▸ Text extract:

# Hedgehog Pajamas



## EryBee (May 23, 2010)

I was at Target today with my mother and we spotted the most adorable hedgehog patterned PJ pants! She bought them for me immediately, and as I type this I am wearing them. They are quite cozy and I highly suggest them.

http://www.target.com/Nick-Nora-Hedgeho ... ombrowse=0


----------



## hercsmom (Jul 6, 2010)

Those are awesome! Too bad we don't have Target in Canada.


----------



## tie-dye hedgie (Dec 19, 2009)

Oh. My. Gosh.  I need those now! Target here I come! :mrgreen: Thank you for sharing!


----------



## LarryT (May 12, 2009)

Target is a great store and seem to always have some sorta hedgie stuff.


----------



## Ariel (Oct 26, 2009)

I also found them like a week ago at my local Target! I was shocked, so I yanked a pair off the rack and took it home.


----------



## krbshappy71 (Jul 17, 2009)

Sooooo cute!


----------



## schmelderz (Jul 7, 2010)

I want those! O_O


----------



## Kenzi (Aug 29, 2010)

*drools* I want those! if they don't fit I'm making them into capris!


----------



## GiveToHairy (Jul 24, 2010)

Do they come with that tummy if I buy them? I would like that tummy - I'd pay extra. Maybe if I ran as much as Sam....


----------



## PJM (May 7, 2010)

I simply must have those! I hope they have Targets here. 
Since my name is PJ & I'll be wearing pjs, it will be twice the hedgie fun!
Thanks for telling us!!


----------



## NoDivision (Aug 29, 2010)

Ohhh I've been needing new pajamas. It's a shame they're not fleece or flannel, I need some snuggly PJs for winter.


----------



## FiaSpice (Jan 16, 2009)

Shame, it's out of stock and due to the fact that I'm on employment insurence, I couldn't cross the border to go get one


----------



## Kenzi (Aug 29, 2010)

▸ Data records:
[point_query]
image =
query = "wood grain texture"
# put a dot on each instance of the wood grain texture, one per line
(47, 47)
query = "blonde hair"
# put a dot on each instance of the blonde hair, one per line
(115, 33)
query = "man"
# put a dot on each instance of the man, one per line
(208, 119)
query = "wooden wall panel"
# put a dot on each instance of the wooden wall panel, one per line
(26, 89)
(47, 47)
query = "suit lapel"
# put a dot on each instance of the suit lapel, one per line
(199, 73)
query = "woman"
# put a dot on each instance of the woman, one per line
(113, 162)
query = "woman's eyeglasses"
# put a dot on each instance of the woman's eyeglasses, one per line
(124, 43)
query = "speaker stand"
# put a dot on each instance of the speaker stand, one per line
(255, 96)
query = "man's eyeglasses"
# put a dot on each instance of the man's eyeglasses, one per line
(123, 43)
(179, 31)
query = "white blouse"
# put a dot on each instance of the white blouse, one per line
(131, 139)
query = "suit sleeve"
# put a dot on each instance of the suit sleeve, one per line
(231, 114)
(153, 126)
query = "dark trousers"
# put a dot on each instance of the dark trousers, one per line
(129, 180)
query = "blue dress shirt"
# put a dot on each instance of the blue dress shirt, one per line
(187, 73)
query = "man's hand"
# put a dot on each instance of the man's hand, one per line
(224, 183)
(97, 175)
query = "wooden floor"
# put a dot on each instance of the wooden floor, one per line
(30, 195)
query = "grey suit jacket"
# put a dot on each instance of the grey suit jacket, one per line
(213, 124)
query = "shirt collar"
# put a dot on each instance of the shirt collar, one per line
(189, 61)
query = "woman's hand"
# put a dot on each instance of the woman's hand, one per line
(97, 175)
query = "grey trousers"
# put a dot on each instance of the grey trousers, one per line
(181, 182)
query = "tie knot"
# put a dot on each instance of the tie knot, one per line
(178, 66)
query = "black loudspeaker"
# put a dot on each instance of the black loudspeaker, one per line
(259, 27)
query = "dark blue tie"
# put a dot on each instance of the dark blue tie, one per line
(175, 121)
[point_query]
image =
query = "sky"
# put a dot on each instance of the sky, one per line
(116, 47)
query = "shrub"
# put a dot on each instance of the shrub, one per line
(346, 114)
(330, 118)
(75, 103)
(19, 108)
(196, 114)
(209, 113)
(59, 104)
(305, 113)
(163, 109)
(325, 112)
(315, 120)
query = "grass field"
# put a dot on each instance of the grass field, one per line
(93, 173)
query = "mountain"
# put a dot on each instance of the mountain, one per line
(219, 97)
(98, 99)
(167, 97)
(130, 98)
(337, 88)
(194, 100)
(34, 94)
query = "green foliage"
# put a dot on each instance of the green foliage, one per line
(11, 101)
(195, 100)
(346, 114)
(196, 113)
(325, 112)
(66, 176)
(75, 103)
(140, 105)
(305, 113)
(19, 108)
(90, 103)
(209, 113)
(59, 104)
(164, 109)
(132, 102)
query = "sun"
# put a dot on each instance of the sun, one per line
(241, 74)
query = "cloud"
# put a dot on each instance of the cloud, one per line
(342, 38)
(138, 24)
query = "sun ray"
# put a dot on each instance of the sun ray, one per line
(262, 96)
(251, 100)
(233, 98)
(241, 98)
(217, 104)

▸ Requests:
1 – In the hedgehog pajamas thread, what materials does NoDivision wish the pajamas were made of?
2 – Carry on the hedgehog pajamas thread from its last line.

▸ Exercise responses:
1 – Fleece or flannel.

2 –
Just got back from target and snagged a pair! 
I was disheartened at first when i saw them in the girls section.. no way i could squeeze into those, but then I checked the womens and there they were! They also had a matching top, but not in my size. 
Also, they are just barely long enough  (I'm 6 ft tall. Typically larger sizes come extra wide and not enough length, but these fit)


----------



## tie-dye hedgie (Dec 19, 2009)

Well, I went to one of the three Targets we have here with no luck in finding these, so I'll try the two other stores tomorrow.


----------



## EryBee (May 23, 2010)

Yeah, I think these are selling fast, so the stock is pretty limited. I went and got another pair today, because my mother pointed out that once these wear out I'm not going to find them again. Might as well have a back up pair.


----------



## PJM (May 7, 2010)

Erybee - I'm so glad you posted this! I had mentioned it to my husband while I was on vacation. And when I came back home, there was a pair tucked under my pillow! Looks like the hedgie fairy paid me a visit! (Oh, please for goodness sakes, don't start calling him that! :lol: ) Apparently those pj bottoms needed to be on THIS PJ's bottom!! :lol:


----------



## spastic_jedi (Nov 11, 2009)

DOES WANT!
I am so jealous that we don't have Target in Canada!


----------



## EryBee (May 23, 2010)

PJM said:


> Erybee - I'm so glad you posted this! I had mentioned it to my husband while I was on vacation. And when I came back home, there was a pair tucked under my pillow! Looks like the hedgie fairy paid me a visit! (Oh, please for goodness sakes, don't start calling him that! :lol: ) Apparently those pj bottoms needed to be on THIS PJ's bottom!! :lol:


Bwahahaha! Just think of the all the happy girls and boys (and men and women) around the country snuggling into their hedgie pajamas.


----------



## Hedgehog Grove (Jul 21, 2010)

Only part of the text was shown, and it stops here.